Starting at the beginning of the items and going on through the line with "pixel 217 248", reproduce every line word for word, leaving the pictures out of your answer.

══════════

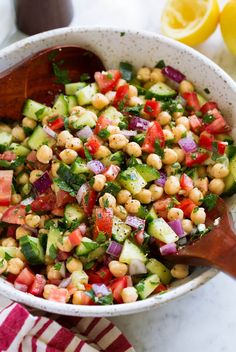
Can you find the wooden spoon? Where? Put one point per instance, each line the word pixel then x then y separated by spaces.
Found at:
pixel 35 77
pixel 217 248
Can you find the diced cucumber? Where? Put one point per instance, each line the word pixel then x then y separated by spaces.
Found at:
pixel 156 267
pixel 86 246
pixel 61 105
pixel 32 250
pixel 35 110
pixel 132 180
pixel 120 231
pixel 159 229
pixel 85 95
pixel 38 138
pixel 71 88
pixel 130 251
pixel 160 91
pixel 74 213
pixel 84 120
pixel 147 172
pixel 19 149
pixel 146 286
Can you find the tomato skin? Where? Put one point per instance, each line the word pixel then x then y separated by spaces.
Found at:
pixel 152 108
pixel 104 82
pixel 154 132
pixel 5 187
pixel 14 215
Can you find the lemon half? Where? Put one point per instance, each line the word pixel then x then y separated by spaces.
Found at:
pixel 190 21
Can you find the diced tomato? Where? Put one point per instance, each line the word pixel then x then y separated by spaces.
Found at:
pixel 93 144
pixel 14 215
pixel 152 108
pixel 45 202
pixel 102 123
pixel 37 286
pixel 117 286
pixel 187 206
pixel 5 187
pixel 121 97
pixel 210 105
pixel 186 183
pixel 103 221
pixel 56 123
pixel 197 158
pixel 111 172
pixel 89 201
pixel 75 237
pixel 154 133
pixel 192 101
pixel 25 277
pixel 108 80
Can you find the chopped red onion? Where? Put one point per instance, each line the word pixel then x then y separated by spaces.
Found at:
pixel 114 249
pixel 49 131
pixel 84 133
pixel 100 289
pixel 96 166
pixel 136 267
pixel 188 144
pixel 138 124
pixel 135 222
pixel 42 184
pixel 173 74
pixel 167 249
pixel 177 227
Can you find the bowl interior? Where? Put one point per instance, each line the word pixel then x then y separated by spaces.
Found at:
pixel 140 49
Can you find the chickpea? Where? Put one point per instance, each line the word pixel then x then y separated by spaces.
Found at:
pixel 74 264
pixel 129 294
pixel 44 154
pixel 100 101
pixel 99 183
pixel 133 149
pixel 35 175
pixel 144 196
pixel 198 216
pixel 16 198
pixel 144 74
pixel 187 226
pixel 185 86
pixel 180 271
pixel 63 137
pixel 132 206
pixel 175 214
pixel 68 156
pixel 118 269
pixel 216 186
pixel 219 171
pixel 155 161
pixel 172 185
pixel 15 266
pixel 18 134
pixel 156 192
pixel 123 196
pixel 9 242
pixel 170 156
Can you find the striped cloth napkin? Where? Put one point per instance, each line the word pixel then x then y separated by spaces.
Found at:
pixel 24 332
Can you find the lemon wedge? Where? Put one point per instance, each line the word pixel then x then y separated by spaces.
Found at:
pixel 228 25
pixel 190 21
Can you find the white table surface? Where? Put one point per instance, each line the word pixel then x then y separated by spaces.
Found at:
pixel 204 320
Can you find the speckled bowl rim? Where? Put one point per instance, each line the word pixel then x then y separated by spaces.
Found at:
pixel 199 276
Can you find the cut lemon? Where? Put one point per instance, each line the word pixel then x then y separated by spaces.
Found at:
pixel 228 25
pixel 190 21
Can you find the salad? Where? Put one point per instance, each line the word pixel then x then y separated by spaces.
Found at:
pixel 96 190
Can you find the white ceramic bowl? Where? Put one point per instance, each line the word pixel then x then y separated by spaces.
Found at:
pixel 139 48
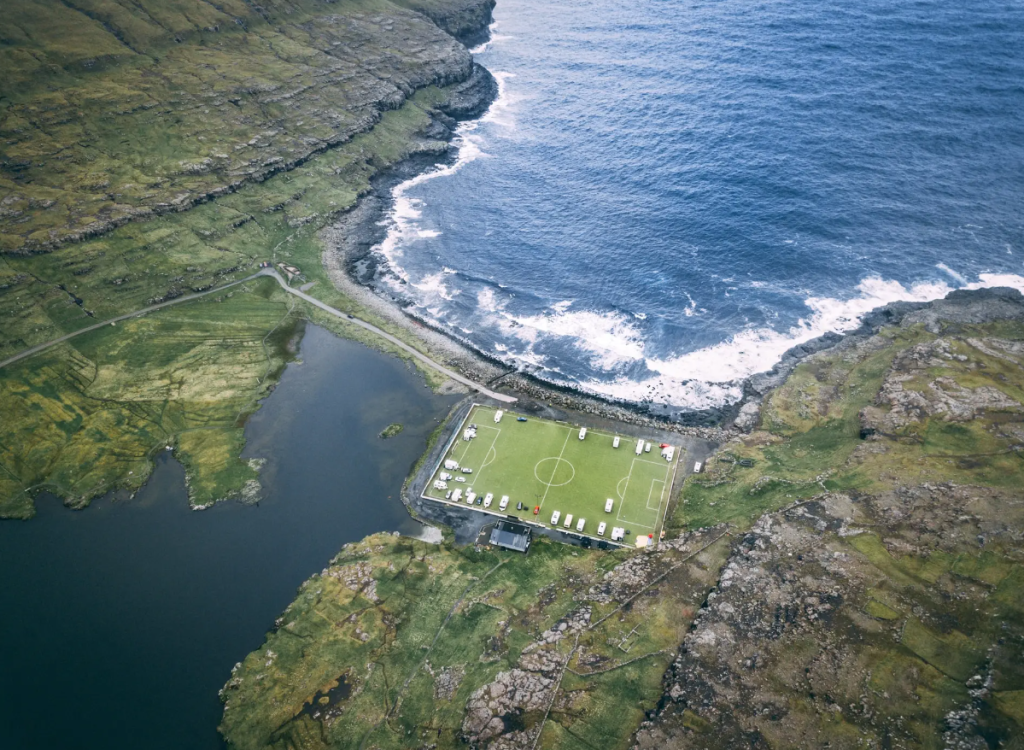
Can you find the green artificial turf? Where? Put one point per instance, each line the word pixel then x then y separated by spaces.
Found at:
pixel 545 465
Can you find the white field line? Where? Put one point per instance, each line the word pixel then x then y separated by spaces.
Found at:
pixel 672 483
pixel 622 506
pixel 568 434
pixel 660 495
pixel 485 464
pixel 622 500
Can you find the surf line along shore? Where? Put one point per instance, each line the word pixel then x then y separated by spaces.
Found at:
pixel 312 300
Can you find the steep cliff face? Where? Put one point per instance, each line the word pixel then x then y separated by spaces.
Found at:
pixel 119 111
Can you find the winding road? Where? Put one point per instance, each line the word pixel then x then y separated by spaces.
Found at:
pixel 302 295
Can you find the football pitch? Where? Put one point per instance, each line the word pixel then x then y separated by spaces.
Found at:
pixel 545 465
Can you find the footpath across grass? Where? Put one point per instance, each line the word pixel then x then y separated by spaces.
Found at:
pixel 544 465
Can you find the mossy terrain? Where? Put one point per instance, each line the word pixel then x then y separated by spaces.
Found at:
pixel 116 111
pixel 880 603
pixel 309 100
pixel 578 639
pixel 88 416
pixel 864 570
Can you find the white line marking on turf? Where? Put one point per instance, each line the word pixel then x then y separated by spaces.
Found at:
pixel 498 432
pixel 660 494
pixel 568 433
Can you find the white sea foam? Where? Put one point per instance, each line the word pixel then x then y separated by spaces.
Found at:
pixel 956 277
pixel 402 221
pixel 610 339
pixel 711 376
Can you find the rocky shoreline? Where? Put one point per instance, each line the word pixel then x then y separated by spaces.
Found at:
pixel 357 271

══════════

### [RESPONSE TO THE EXERCISE]
Can you find the wooden spoon? Where? Put one point per instance, each line the word pixel then x then y separated by spaces.
Found at:
pixel 35 77
pixel 217 248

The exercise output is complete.